> Problem details: The answer must be an exact transcription of every record.

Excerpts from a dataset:
┏━━
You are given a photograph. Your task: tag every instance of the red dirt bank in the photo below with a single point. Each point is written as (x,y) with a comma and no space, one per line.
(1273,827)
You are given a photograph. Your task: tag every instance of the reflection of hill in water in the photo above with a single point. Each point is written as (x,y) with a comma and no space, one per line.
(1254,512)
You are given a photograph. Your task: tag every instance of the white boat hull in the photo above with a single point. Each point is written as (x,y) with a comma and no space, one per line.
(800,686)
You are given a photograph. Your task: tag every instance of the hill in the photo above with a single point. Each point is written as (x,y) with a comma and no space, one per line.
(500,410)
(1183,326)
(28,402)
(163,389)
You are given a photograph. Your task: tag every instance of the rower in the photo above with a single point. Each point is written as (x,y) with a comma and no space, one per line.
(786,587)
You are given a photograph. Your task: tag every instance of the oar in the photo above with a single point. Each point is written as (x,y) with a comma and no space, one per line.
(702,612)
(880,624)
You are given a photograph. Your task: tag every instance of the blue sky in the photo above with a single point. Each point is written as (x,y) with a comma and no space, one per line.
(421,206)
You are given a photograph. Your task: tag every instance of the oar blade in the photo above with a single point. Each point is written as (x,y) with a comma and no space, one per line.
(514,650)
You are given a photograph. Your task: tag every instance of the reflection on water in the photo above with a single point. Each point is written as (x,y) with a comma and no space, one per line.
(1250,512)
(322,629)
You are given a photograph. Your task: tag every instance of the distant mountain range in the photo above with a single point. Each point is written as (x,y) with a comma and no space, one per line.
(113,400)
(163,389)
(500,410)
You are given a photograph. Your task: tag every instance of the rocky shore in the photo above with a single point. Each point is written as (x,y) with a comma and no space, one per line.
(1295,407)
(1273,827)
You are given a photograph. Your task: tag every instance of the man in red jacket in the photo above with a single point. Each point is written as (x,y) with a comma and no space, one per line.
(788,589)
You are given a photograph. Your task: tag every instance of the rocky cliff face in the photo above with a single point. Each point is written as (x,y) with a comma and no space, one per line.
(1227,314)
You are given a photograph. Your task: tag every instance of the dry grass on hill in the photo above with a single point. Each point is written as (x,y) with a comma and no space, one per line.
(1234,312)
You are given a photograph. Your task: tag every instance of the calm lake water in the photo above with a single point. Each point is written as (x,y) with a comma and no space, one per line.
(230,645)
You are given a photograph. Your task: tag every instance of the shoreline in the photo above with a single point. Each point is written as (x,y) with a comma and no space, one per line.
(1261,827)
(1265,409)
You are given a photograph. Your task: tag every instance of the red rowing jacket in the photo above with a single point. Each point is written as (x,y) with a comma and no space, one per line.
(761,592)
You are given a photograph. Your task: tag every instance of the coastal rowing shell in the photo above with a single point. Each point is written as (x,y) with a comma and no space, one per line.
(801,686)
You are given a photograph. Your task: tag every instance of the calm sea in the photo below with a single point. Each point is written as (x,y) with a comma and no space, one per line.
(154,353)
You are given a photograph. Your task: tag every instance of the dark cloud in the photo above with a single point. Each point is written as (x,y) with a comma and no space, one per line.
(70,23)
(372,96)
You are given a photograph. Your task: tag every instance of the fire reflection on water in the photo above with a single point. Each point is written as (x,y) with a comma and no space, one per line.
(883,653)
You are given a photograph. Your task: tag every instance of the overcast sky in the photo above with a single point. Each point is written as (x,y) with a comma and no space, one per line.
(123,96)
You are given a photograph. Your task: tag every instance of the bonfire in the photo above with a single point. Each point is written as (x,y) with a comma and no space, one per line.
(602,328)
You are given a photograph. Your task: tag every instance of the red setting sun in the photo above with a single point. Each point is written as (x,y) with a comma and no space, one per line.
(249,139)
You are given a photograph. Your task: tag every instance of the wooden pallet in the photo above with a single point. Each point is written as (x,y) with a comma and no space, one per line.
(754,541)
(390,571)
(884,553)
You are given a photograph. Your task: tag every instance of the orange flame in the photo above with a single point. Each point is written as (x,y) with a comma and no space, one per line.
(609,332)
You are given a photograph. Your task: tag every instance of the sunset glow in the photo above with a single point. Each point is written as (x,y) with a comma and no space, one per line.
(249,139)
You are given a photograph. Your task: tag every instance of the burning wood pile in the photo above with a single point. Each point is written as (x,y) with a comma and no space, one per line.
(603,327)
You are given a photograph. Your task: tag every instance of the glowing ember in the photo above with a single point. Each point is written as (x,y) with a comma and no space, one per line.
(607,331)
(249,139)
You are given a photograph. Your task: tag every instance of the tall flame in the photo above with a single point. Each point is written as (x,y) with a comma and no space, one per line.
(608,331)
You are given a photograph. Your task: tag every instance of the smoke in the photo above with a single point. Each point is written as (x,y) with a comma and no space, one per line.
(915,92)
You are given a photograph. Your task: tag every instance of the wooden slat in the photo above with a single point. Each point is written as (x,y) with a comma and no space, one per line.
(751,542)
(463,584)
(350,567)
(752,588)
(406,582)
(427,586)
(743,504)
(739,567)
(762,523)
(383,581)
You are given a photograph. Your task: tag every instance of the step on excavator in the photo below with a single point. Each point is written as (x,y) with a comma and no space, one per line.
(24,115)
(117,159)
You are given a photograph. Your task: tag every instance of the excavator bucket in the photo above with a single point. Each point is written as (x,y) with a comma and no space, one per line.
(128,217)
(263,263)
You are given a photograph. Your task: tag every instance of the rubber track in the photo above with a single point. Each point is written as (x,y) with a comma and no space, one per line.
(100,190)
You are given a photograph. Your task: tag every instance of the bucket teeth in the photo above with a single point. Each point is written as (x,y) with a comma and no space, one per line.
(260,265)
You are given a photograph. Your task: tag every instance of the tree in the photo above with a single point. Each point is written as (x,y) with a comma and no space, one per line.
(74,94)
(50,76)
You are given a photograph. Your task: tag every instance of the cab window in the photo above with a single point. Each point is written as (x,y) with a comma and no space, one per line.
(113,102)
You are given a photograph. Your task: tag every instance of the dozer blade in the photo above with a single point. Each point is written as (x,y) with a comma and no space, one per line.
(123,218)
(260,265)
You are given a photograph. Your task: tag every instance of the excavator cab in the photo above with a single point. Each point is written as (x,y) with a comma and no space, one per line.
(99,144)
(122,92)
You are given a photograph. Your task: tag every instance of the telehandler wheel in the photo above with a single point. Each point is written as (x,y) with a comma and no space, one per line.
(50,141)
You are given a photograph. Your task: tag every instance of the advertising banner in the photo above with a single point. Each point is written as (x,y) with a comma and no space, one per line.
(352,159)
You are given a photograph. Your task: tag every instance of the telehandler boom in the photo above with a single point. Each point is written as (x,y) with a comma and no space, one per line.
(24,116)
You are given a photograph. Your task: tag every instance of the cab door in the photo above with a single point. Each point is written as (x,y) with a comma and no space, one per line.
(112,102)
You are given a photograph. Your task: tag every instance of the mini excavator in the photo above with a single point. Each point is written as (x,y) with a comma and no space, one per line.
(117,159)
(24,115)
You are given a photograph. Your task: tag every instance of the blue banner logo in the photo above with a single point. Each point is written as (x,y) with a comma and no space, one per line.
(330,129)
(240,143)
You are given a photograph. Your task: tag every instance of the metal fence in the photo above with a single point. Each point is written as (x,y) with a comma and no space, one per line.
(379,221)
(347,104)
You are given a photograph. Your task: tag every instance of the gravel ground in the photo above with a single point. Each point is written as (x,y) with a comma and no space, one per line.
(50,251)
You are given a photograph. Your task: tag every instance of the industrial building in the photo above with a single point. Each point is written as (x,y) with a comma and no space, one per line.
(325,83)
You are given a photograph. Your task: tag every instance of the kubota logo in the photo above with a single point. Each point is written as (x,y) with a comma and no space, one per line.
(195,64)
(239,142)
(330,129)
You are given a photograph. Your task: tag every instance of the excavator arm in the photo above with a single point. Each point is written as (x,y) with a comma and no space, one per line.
┗━━
> Answer:
You are given a photograph. Your task: tag every instance of the red dirt bank in the photo below with a single point. Each point is written as (x,y) with a comma and no space, one per line.
(1273,827)
You are given a photograph. Your task: tag every instance of the reflection of hill in water in the photo above with a single point. Each point is written as (x,y) with a comma and no space, one per line.
(1254,512)
You are given a photograph. Your task: tag every instance of the white boat hull in the photo above with a single point. Each point is written as (x,y) with a comma and no space, one per line.
(800,686)
You are given a photograph. Your task: tag every instance of the hill in the photo above with a single point. Each point is written as (x,y) with a comma and no space, one per line.
(500,410)
(1183,326)
(28,402)
(163,389)
You are given a photograph. Your task: tag every instance of the rower in the photo above with a single point. Each point is written as (x,y) with a comma and no space, one per line.
(786,587)
You are given a photograph. Your task: tag every instance of the oar in the photo above with a single point. Each point is written as (x,y) with a comma and no space, one per line.
(702,612)
(880,624)
You are given a photograph. Your task: tag every instance of the blue sky in the photo above with a single point. Each point is written as (x,y) with a comma and no space, one per line.
(421,206)
You are given a photograph. Your task: tag every instance of the oar blade in the photo above with a single point. Each point is written as (x,y) with a comma and no space, one per line.
(514,650)
You are given a photograph. Your task: tag every instance of the reflection on water in the photo above with a single point. Each point is written as (x,y) with a comma and no space, one per line.
(1250,512)
(322,629)
You are given a photograph. Your task: tag every instance of the distant mountain range in the photo above with a single point. Each point is written as (x,y) with a comma and no space, one per line.
(113,400)
(163,389)
(500,410)
You are given a photograph. Your task: tag every instance of the rocky shore in the photo above with a single point. Each point is written as (x,y) with a comma and no space, one per line.
(1295,407)
(1273,827)
You are given a photograph. Your task: tag every instance of the man in red jacket in the photo above with a single point. Each point is written as (x,y) with a comma and no space, one per line.
(788,589)
You are given a photograph. Your task: tag every instance of the rocky cliff face in the photo above with a single point. Each point is written as (x,y) with a comma and no space, one per line.
(1227,314)
You are given a photograph. Your task: tag every instance of the dry grass on hill in the photo above with a single point. Each point is written as (x,y) with a comma and no space, one per line.
(1234,312)
You are given a photograph. Your task: tag every instance of the calm lake water in the photo above with a single point. Each point is written as (x,y) with a comma and no space, one per line.
(230,645)
You are given a photograph. Your task: tag every instance of the shoreline in the photo above with a single point. Each point is written as (x,y) with a comma and no space, one per line.
(1261,827)
(1265,409)
You are given a photograph. Your task: tag every instance of the red rowing jacket in the photo above with a single point. Each point is written as (x,y) with a comma and no space, one per line.
(761,592)
You are given a photograph. Your task: tag every instance of the coastal rowing shell in the photo above with a single point. Each point is written as (x,y) with a comma and no space, one per line.
(801,686)
You are given a photograph. Your task: tag every instance of the calm sea in the photo below with a single point. Each point is written as (x,y) with a comma and no space, one per line.
(154,353)
You are given a photograph. Your task: tag every instance of the dark cloud in the photo above with a single point. Each point is written as (x,y) with a comma and no space, one per line.
(70,23)
(372,96)
You are given a photograph. Your task: tag every instance of the fire reflection on water in the photo above with a single point. Each point is written as (x,y) with a comma and no space, one per line.
(883,653)
You are given a photograph. Your task: tag every instance of the overcast sky in the photo above with a single point. Each point is written as (x,y) with a comma and no space, one per line.
(123,96)
You are given a photograph. Your task: tag every instance of the bonfire in the photo above with a single point. Each point is written as (x,y) with a comma and no space, one per line.
(602,328)
You are given a photograph. Your task: tag every instance of the red setting sun in the photo above with a single point. Each point is written as (x,y) with a comma and no space, one per line.
(249,139)
You are given a photograph. Your task: tag every instance of the wooden pallet in the photo above with a single point. Each point is written as (x,y) with a comma and no space, one per line.
(754,541)
(390,571)
(884,553)
You are given a photograph. Your task: tag every instance of the orange flame in the photo above with a single point. Each point is written as (x,y) with a comma and no space, one per line.
(609,332)
You are given a photograph. Your task: tag every instance of the sunset glow in the photo above with a single point. Each point is written as (x,y) with a comma and no space, one per line.
(249,139)
You are given a photograph. Your task: tag every instance of the burning wood pile in the photo above with a single point. Each point is written as (x,y) with a comma and no space, one per line.
(603,327)
You are given a photograph. Your task: tag every instance of the glowing ember in the photo above with a single point. Each point is written as (x,y) with a comma and no space, one per line.
(607,331)
(249,139)
You are given a photograph. Your task: tag every instance of the tall flame in the photo above with a single point. Each point is written as (x,y) with a comma and no space, one per line.
(608,331)
You are given a photograph. Your task: tag every instance of the smoke in the photo above with a single point. Each point is written as (x,y) with a comma and no space, one per line.
(915,92)
You are given a photograph. Your task: tag every instance of the wooden slat in the photo above with a single point. Each point is written as (x,y) with a comma and no space, one per line.
(751,542)
(463,584)
(350,567)
(752,588)
(406,582)
(427,586)
(743,504)
(739,567)
(762,523)
(383,581)
You are given a photograph. Your task: tag every instance of the step on excavator in the photo below with a single point. Each point is written as (x,y) with a comma and no space, one per line.
(24,115)
(117,159)
You are given a photograph. Your task: tag every instance of the excavator bucket in the photo above with a single point. Each point is written as (x,y) with a comma and no space, one per line.
(128,217)
(263,263)
You are given a photograph. Your task: tag every instance of the rubber track in the photo above with a single point. Each point is written as (x,y) with a comma and no space, one per line.
(100,190)
You are given a photograph. Your task: tag every instance of the bucket teeth in the photo above with a single point. Each point is written as (x,y) with a comma and no space, one per line.
(260,265)
You are given a photograph. Your task: tag every instance of the tree in the photo above with a single point. Each point is written as (x,y) with a comma and no space, one per line.
(74,94)
(50,76)
You are given a photograph. Your task: tag every instance of the cab window in the photo above with a single point. Each point is written as (x,y) with a comma and no space, one per line.
(113,102)
You are given a photograph. Your task: tag every instance of the dozer blade in the photo above with a single point. Each point is written as (x,y) with a comma and no space, one per line.
(123,218)
(260,265)
You are given a photograph. Your task: tag every instance of the excavator cab in the photo above with a single point. Each point is written as (x,y) with a comma and no space, one per line.
(99,144)
(122,92)
You are given a photograph. Your task: tag every instance of the telehandler wheel in the photo above with a single point. Each point is written as (x,y) with a comma and no space, one per line.
(50,141)
You are given a photograph. Your task: tag every instance of the advertising banner in the photo above with a single point. Each point is written as (x,y) with a comma and no space, one per line.
(352,159)
You are given a photograph. Your task: tag every instance of the telehandler boom in the photo above with a single point. Each point is written as (x,y) with a comma and no space, one per line.
(24,116)
You are given a photograph. Your task: tag every instance of the cab door in the photo above with a single point. Each point is written as (x,y) with a comma and no space, one per line.
(112,102)
You are given a photograph. Your task: tag every instance of the mini excavator in the photo above with a single point. Each point is written as (x,y) with a comma and no space, one per line.
(117,159)
(24,115)
You are given a photograph. Your task: tag every instance of the blue banner logo in the photo above with a single point. Each point is written as (x,y) with a comma and no space, one per line.
(330,129)
(240,143)
You are given a photograph. Your task: tag every instance of the metal fence in the photo above with a single point. Each point is written as (x,y) with a comma and no space, one per line.
(379,221)
(347,104)
You are given a photograph. Your task: tag every instance of the gravel ground in the photo above with a single point. Each point is written as (x,y) with a comma and no space, one per line.
(50,251)
You are given a photograph. Your task: tag every instance of the industrial building in the photo above with a single point. Each point is written as (x,y) with a comma and no space, one per line.
(325,83)
You are given a photograph. Your task: tag every instance of the kubota logo in the photo above with a single point. Each point is written as (x,y) with a comma and no space, one per line.
(195,64)
(239,142)
(330,129)
You are given a photograph. Your task: tag every instance of the excavator arm in the photo above with a single point. Each point is written as (x,y) with a comma and no space, one per line.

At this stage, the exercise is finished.